[BEGIN Raw data]

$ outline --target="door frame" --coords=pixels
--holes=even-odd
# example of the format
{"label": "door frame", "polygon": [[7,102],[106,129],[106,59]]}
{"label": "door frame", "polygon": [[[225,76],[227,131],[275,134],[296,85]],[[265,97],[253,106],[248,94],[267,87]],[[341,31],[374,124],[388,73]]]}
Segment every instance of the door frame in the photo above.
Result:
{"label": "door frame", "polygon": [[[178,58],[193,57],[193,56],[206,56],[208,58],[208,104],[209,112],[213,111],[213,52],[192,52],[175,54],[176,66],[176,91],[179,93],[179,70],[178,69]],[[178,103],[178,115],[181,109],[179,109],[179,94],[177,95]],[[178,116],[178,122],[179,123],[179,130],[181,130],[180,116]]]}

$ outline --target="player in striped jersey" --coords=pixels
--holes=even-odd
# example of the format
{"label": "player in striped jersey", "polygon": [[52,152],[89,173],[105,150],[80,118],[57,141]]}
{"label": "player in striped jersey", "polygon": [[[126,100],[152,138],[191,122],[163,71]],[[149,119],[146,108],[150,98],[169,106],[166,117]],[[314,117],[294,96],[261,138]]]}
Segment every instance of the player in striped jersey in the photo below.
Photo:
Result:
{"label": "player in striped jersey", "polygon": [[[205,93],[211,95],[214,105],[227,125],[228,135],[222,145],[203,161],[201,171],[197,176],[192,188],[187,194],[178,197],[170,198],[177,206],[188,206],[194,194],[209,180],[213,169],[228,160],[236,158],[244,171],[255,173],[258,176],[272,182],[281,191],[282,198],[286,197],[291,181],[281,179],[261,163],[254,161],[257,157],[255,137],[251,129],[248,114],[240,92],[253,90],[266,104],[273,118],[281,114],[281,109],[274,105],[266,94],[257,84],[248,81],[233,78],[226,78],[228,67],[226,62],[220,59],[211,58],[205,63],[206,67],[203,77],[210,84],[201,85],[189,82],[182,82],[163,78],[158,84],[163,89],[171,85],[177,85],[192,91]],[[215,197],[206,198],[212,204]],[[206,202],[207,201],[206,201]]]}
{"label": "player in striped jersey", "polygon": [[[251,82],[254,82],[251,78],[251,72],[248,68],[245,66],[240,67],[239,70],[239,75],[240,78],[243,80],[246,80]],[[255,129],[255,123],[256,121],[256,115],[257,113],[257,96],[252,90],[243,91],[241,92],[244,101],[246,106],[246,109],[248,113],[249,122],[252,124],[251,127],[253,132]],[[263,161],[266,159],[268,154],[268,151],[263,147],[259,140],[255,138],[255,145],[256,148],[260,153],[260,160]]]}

[END Raw data]

# Short exercise
Express the whole listing above as a two-column CSV with the headers input and output, one row per entry. Put each entry's text and its answer in a single quoted field apiece, with line breaks turned into spaces.

# Written solution
input,output
"$ outline --target=""door frame"" --coords=pixels --holes=even-odd # example of the format {""label"": ""door frame"", ""polygon"": [[7,102],[106,129],[106,59]]} {""label"": ""door frame"", ""polygon"": [[[225,76],[227,131],[275,134],[296,85]],[[265,97],[253,106],[248,94],[267,87]],[[341,31],[374,124],[388,73]]]} Segment every instance of the door frame in the photo above. Result:","{""label"": ""door frame"", ""polygon"": [[[178,58],[193,57],[193,56],[206,56],[208,58],[208,104],[209,112],[213,111],[213,52],[192,52],[175,54],[176,66],[176,91],[179,93],[179,70],[178,69]],[[178,103],[178,115],[181,109],[179,109],[179,94],[177,95]],[[178,116],[178,122],[179,123],[179,130],[181,130],[180,116]]]}"
"$ outline --target=""player in striped jersey"" --coords=pixels --holes=even-odd # example of the format {""label"": ""player in striped jersey"", ""polygon"": [[52,152],[89,173],[105,150],[80,118],[57,141]]} {""label"": ""player in striped jersey"", ""polygon"": [[[126,100],[152,138],[191,122],[163,71]],[[149,119],[146,108],[150,98],[169,106],[166,117]],[[314,117],[294,96],[261,138]]]} Segment every instance of the player in striped jersey in the photo below. Photo: Result:","{""label"": ""player in striped jersey"", ""polygon"": [[[205,93],[211,95],[214,105],[227,125],[228,135],[222,145],[203,161],[201,171],[197,176],[192,188],[187,194],[178,197],[170,198],[177,206],[188,206],[194,194],[209,180],[213,169],[228,160],[236,158],[244,171],[255,173],[258,176],[272,182],[281,191],[282,198],[286,197],[291,181],[281,179],[261,163],[254,161],[257,157],[255,137],[251,129],[248,114],[240,92],[253,90],[266,104],[273,118],[281,114],[281,109],[274,105],[266,94],[257,84],[248,81],[233,78],[226,78],[228,67],[226,62],[220,59],[211,58],[205,63],[206,67],[203,77],[210,84],[201,85],[189,82],[182,82],[163,78],[158,84],[163,89],[171,85],[177,85],[192,91]],[[215,197],[206,198],[212,204]],[[206,202],[207,201],[206,201]]]} {""label"": ""player in striped jersey"", ""polygon"": [[[251,82],[254,82],[251,78],[251,72],[248,68],[245,66],[240,67],[239,70],[239,75],[240,78],[243,80],[246,80]],[[255,129],[255,123],[256,121],[256,115],[257,113],[257,96],[252,90],[243,91],[241,92],[244,101],[246,106],[246,109],[248,113],[249,122],[252,124],[251,127],[253,132]],[[263,161],[266,159],[268,154],[268,151],[263,147],[259,140],[255,138],[255,145],[256,148],[260,153],[260,160]]]}"